**REQUIRED WORK:**
1. Answer these questions using the passage on pico satellites:
(a) How many times a day will the satellite pass through Nigeria?
(b) How much does the South Africa satellite agency spend annually on its satellite program?
(c) What does it normally cost to build pico satellites of such size?
2. In the records, print every line from the one with "Target: thin stalk" up to and including the one with "xmin=218 ymin=94 xmax=229 ymax=196".
╭─ PASSAGE TO READ
N5 billion annually from pico satellite

Normally it will
cost about $30 million to build pico satellites for such size, but we
are looking at spending $80million considering other logistics
associated with it. The economic impact is enormous, because you are
looking at satellite that can generate information worth more than a
billion naira in a year when fully operational. This will be generated
from sales of satellite imageries. We are to produce images needed for
African economies. Images such as those required for emergency
management and monitoring of projects like the Millennium Development
Goals. We are still talking with the MDGs office, to let them see what
we can offer them and what we can do together. How we are going to do
it is that the MDGs office can tell us, look we have this number of
projects in Kwara State. These are the latitudes and longitudes, these
are photographs from contractors, can you give us images of the
projects? I think what they are experiencing now is that projects
people claim to be there are not there. So, with our satellite
imageries, they can compare with images submitted by the contractors.
The satellite will be programmed in such a way that it passes through
Nigeria four times a day. When you look at our projection for the MGDs
office alone, they will need images worth about N3 billion alone in a
year. That is just a sector in Nigeria. There is the National Emergency
Management Agency and others that use Geographic Information System. We
are looking at generating about N5billion annually from Nigeria alone.
Other African countries are market for us as well.

Inadequate human capital

Our vision is
continental leadership for satellite technology development, but South
Africa seems to be ahead of us. South Africa satellite agency spends
$0.08 billion annually on their satellite programme, while Nigeria
spends $0.06 billion. They are using pico satellites in South Africa
and they have launched about two, one of them late last year. Also a
number of universities in the United States do this in conjunction with
the private sector. In the United Kingdom, the European Space Agency
runs a programme for the universities and builds about nine every other
year. Some countries have 12 or 13 of this satellites in order to get
as much information as possible.
╰─
╭─ WORKING DATA
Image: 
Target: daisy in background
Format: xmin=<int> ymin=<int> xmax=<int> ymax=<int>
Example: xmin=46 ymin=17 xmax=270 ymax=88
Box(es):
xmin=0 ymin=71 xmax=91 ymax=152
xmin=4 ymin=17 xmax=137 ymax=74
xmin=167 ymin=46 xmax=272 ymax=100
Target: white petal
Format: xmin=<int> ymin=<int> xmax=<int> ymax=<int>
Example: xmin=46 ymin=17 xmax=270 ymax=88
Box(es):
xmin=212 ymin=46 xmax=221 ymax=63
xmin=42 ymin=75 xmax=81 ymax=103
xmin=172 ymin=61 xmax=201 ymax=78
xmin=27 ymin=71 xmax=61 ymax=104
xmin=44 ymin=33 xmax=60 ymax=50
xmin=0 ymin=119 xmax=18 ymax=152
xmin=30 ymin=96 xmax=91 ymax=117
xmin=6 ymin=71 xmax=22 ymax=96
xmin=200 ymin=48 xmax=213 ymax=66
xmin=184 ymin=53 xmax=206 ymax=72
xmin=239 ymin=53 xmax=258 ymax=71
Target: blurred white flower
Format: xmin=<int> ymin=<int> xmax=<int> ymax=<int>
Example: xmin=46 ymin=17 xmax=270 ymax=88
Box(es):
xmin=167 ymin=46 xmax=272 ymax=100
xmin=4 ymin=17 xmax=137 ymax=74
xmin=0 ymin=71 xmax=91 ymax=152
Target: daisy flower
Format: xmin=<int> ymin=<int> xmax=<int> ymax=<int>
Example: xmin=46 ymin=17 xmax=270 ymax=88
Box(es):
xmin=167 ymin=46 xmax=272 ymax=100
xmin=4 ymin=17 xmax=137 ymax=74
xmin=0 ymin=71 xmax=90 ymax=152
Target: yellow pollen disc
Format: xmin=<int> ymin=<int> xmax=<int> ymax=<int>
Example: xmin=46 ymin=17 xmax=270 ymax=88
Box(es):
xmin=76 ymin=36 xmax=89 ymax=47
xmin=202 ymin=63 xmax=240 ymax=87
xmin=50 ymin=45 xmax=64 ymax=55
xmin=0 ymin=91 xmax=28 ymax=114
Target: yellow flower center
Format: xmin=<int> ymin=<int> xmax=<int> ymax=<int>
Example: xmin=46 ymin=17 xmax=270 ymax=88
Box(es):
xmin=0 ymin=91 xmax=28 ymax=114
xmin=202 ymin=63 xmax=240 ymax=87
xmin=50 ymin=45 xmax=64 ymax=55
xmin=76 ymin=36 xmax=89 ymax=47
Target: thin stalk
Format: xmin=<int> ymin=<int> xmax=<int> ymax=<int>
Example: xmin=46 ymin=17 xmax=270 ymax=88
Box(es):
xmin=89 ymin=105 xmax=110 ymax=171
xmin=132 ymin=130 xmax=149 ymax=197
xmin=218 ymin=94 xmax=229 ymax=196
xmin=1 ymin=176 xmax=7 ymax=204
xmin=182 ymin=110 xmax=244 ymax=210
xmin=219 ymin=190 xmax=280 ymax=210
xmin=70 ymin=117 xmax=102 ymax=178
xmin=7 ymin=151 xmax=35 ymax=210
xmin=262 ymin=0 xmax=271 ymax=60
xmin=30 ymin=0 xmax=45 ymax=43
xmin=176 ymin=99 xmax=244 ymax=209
╰─
**TASK-BY-TASK ANSWERS:**
1.
(a) Four times a day.
(b) $0.08 billion.
(c) About $30 million.

2.
Target: thin stalk
Format: xmin=<int> ymin=<int> xmax=<int> ymax=<int>
Example: xmin=46 ymin=17 xmax=270 ymax=88
Box(es):
xmin=89 ymin=105 xmax=110 ymax=171
xmin=132 ymin=130 xmax=149 ymax=197
xmin=218 ymin=94 xmax=229 ymax=196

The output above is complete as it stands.